PROMPT: Rescale the rows below by repeating every line, requests included, with each coordinate in the answer points multiplied by 1.9 and rounded to a whole number, halves rounding up. Leave the numbers in the requests and their format samples unchanged.

RECORDS FOR THE TASK:
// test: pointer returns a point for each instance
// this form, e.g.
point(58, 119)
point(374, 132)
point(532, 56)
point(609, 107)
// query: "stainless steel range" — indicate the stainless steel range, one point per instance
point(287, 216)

FULL ANSWER:
// test: pointer returns a point for each instance
// this form, e.g.
point(58, 119)
point(374, 132)
point(532, 56)
point(609, 107)
// query: "stainless steel range" — indicate the stainless steel range, one point per instance
point(545, 410)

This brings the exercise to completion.